### EXERCISES
a. Using the passage about living underground, answer each question below in a few words.
(i) According to the passage, what is our present a conjoined twin of?
(ii) What aroma do we wake up to on early mornings?
(iii) What kind of days were best to shoot in?
b. Extend the passage about living underground, picking up right after its final sentence.

### GIVEN PASSAGE
Perhaps there is nothing synthetic about us. Perhaps our buildings, clothes, phones, televisions, doors, and chairs are actually natural occurrences. They happen from an unrelenting past constantly informing what happens next through its ever-manipulating environments. Our present is a conjoined twin of history; and we are always in our most natural state.

The thought of rosy cheeks, mittens clenching, shaking, little metal cups of hot cocoa, it reminds me of cold winter nights outside. Then, early mornings, where we wake up to the aroma of burning wood, still embers in the stove. These memories carry with them scattered structures, sometimes top-heavy hierarchies, and often with promises of shelter.

In college, there was a time when we ran around with cameras and made films. We held mirrors to reflect the sun, we used large boards of silver foam to bounce light under our actors’ faces. Cloudy days were the best to shoot in, as the likelihood of rain would mean better diffusion. Imagine living underground, the soil as our clouds.

Imagine waking up under the earth’s surface to a sort of morning, coffee grinding in your new ritual, deep in the womb of the earth.

### Segmentation annotation listing
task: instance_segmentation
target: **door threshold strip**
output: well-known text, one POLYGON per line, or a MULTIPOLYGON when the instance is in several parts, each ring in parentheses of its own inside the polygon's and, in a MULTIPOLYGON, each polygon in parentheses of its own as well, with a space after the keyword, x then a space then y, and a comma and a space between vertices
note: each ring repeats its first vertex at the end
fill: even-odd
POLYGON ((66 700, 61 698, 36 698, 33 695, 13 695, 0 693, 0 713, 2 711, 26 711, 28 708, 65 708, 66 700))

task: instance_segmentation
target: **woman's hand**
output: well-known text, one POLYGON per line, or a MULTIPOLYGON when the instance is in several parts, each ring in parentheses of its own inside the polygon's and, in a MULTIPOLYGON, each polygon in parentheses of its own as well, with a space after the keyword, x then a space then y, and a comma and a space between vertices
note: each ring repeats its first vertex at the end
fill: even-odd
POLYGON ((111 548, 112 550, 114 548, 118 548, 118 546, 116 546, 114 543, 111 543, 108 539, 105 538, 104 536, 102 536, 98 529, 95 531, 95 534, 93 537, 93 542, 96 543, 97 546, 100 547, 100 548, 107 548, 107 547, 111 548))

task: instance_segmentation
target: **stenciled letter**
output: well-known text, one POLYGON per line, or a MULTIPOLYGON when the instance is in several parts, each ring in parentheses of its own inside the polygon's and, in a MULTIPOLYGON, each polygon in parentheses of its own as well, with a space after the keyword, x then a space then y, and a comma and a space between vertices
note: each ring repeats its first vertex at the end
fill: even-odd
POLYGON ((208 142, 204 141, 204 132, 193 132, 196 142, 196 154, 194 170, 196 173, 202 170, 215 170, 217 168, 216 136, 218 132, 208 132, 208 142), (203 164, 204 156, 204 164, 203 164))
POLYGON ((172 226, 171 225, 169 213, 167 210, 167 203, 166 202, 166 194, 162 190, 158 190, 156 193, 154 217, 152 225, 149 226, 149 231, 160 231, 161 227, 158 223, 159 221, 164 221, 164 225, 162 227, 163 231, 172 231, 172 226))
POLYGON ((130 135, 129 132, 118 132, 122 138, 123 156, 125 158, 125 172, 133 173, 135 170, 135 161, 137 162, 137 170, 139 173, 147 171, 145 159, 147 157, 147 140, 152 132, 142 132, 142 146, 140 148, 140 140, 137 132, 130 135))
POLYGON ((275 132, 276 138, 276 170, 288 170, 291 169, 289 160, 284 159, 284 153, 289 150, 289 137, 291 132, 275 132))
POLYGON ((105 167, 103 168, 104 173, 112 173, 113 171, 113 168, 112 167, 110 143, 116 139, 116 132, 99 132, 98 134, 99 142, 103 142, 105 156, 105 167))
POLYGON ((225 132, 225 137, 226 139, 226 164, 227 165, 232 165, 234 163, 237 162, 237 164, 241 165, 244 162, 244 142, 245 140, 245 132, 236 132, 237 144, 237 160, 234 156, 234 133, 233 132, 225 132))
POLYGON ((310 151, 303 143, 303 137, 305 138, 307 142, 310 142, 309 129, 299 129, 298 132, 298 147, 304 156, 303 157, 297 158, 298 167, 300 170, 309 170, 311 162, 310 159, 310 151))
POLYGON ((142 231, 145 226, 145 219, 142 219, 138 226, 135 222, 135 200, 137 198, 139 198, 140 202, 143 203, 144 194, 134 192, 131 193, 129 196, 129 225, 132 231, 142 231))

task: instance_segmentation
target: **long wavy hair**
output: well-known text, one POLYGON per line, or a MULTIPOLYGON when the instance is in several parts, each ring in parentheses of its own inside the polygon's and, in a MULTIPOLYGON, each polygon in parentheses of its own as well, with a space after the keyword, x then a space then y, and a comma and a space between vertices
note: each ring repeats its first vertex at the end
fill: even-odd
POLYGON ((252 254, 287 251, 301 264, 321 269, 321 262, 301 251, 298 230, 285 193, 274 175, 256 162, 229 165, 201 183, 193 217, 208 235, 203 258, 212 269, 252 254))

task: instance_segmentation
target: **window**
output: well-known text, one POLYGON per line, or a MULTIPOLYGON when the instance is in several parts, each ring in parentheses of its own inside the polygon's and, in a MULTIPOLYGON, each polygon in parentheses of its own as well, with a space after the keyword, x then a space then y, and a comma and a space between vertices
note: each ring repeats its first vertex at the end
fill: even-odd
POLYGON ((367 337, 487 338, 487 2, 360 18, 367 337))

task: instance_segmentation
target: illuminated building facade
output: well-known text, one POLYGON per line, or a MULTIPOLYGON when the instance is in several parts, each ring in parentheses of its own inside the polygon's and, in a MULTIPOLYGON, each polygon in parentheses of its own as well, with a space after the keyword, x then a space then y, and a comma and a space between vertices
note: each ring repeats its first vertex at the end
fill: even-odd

### REPLIES
a.
(i) History
(ii) Burning wood
(iii) Cloudy days

b.
The space underneath us, the conspiratorial delusions of hollow earths – let’s hollow out the earth ourselves. Man the drill, fund the excavation, enjoy the demolition. Someday, into a broad new species of spaces, we might develop new needs. Needs for closed spaces, needs for types of solidarity, the need for real shelter, the need to experience life as it arises.

Then, we are willfully underground, to preserve and give more peace to what is above it – more void to see what the earth can accomplish with complete social stillness. Let our lakes overflow into blue rivers, ripen forests, carry seeds, plant fields of dancing wildflowers, as they look back at the years as a series of human disasters.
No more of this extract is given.